Genetic Manipulation


By Dr. Mercola

I’ve previously warned of the potential dangers of genetically engineered (GE) foods for many years now, pointing out that such crops might have wholly unforeseen consequences.

In recent years, such suspicions have increasingly proven correct, and now researchers have released yet another bombshell.

Genetic manipulation of crops, and more recently food animals, is a dangerous game that has repeatedly revealed that assumptions about how genetic alterations work and the effects it has on animals and humans who consume such foods, are deeply flawed and incomplete.

At present, the only way to avoid GE foods is to ditch processed foods from your grocery list, and revert back to whole foods grown according to organic standards.

Regulators Discover a Hidden Viral Gene in Commercial GMO Crops

The European Food Safety Authority (EFSA) recently published a paper titled, “Possible Consequences of the overlap between the CaMV 35S promoter regions in the plant transformation vectors used in the viral gene VI in transgenic plants,”1 which has many questioning the safety of GE crops that have already been on the market for two decades.

One way to achieve a genetic modification in a plant is to piggyback a chosen gene on a plant virus, such as the Cauliflower Mosaic virus. Here, they discovered that the most commonly used genetic regulatory sequence (i.e. that which drives the gene expression within the plant), called CaMV 35S promoter, also encodes a gene fragment of the virus, in addition to the desired genetic trait being inserted.

The viral gene fragment in question is called Gene VI, and this encoding may have human health ramifications. According to EFSA,2 they’ve known all along that certain GE crops contained Gene VI, which belongs to the Cauliflower Mosaic virus.

This virus can infect a variety of different plants. It’s not a virus that can directly infect animals or humans. However, while the agency claims the virus poses no direct threat to animal or human health for this reason, others vehemently disagree.

========

Please continue the article on the viral gene hidden in genetically engineered crops from where it stops.

- **Extracted material**:
========

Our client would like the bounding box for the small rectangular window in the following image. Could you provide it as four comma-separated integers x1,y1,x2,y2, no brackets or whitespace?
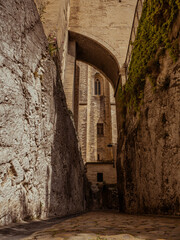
97,123,104,136
97,173,103,182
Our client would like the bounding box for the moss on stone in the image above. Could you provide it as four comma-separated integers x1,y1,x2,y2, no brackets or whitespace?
119,0,180,111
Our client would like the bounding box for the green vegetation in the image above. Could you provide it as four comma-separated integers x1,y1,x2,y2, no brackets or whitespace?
118,0,180,111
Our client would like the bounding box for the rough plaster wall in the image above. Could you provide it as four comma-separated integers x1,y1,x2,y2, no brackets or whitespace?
69,0,137,66
0,0,84,224
34,0,70,83
118,55,180,214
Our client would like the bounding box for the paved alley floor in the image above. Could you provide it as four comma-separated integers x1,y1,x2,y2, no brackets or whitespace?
0,212,180,240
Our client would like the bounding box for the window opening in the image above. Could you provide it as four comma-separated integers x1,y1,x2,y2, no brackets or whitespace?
97,173,103,182
94,79,101,95
97,123,104,136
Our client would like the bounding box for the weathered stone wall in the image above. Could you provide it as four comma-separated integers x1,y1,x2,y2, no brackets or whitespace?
34,0,70,82
0,0,84,224
117,53,180,214
77,62,117,162
69,0,137,66
86,162,117,184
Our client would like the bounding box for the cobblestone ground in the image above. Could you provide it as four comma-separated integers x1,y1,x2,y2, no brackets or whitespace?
0,212,180,240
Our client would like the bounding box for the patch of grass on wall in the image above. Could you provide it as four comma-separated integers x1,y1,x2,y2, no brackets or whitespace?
119,0,180,111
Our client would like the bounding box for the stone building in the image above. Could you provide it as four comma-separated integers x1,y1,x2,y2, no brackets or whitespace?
76,62,117,184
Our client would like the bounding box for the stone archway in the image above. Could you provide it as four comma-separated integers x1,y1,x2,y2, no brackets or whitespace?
69,31,120,89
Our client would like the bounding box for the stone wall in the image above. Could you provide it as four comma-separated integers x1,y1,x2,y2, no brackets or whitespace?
69,0,137,66
77,61,117,162
0,0,84,224
117,52,180,214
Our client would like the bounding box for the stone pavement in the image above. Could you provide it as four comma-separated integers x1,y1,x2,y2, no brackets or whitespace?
0,211,180,240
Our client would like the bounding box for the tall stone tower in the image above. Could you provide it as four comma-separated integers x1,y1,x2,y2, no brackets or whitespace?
77,62,117,183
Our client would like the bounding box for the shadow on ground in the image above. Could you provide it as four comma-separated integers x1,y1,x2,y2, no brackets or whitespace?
0,211,180,240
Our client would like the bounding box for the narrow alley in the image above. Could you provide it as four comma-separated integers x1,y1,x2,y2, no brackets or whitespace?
0,211,180,240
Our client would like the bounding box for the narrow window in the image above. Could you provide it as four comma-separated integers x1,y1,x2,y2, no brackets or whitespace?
94,79,101,95
97,123,104,136
97,173,103,182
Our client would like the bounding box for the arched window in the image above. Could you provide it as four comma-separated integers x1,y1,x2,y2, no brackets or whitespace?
94,78,101,95
97,123,104,136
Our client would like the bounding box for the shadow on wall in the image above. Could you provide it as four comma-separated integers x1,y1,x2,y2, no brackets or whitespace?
47,56,84,216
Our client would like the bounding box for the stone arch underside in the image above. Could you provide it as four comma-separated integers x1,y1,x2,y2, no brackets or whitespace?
69,31,120,89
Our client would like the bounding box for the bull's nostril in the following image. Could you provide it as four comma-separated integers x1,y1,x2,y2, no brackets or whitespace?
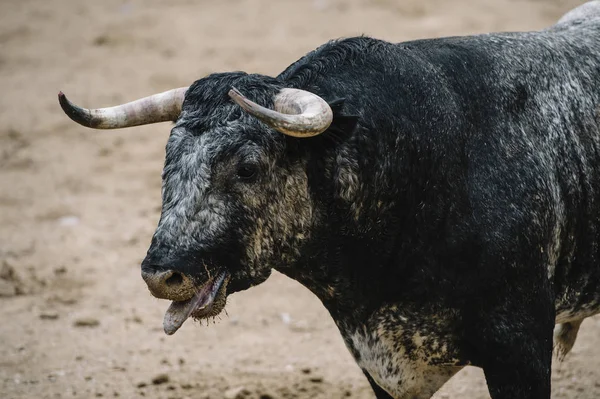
165,273,183,287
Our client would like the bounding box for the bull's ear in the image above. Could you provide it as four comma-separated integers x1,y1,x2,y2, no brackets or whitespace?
323,98,358,140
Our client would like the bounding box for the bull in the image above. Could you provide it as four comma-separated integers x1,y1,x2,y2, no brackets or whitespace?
59,1,600,399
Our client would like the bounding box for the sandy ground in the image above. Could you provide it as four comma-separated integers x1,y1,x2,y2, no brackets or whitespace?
0,0,600,399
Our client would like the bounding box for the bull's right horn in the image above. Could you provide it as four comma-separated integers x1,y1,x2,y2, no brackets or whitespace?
229,87,333,137
58,87,188,129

========

- **Output of the task**:
According to an article in Independent Science News,3 written by plant pathology researchers Jonathan Latham and Allison Wilson:4

“In general, viral genes expressed in plants raise both agronomic and human health concerns (reviewed in Latham and Wilson 2008.)5 This is because many viral genes function to disable their host in order to facilitate pathogen invasion. Often, this is achieved by incapacitating specific anti-pathogen defenses.

Incorporating such genes could clearly lead to undesirable and unexpected outcomes in agriculture. Furthermore, viruses that infect plants are often not that different from viruses that infect humans.

For example, sometimes the genes of human and plant viruses are interchangeable, while on other occasions inserting plant viral fragments as transgenes has caused the genetically altered plant to become susceptible to an animal virus…

Thus, in various ways, inserting viral genes accidentally into crop plants and the food supply confers a significant potential for harm.”

Hazard to Public Health has Not Been Ruled Out

GE crops affected include Roundup Ready soybeans, MON810 maize, and NK603 maize, the latter of which was recently linked to massive tumor growth and organ damage in rats in a French lifetime feeding study. All in all, 54 out of 84 approved GE crops contain the toxic gene.

According to the featured article, the EFSA researchers admit the Gene VI fragments “might result in unintended phenotypic changes,”6 as similar fragments of this gene have previously been demonstrated to have independent activity.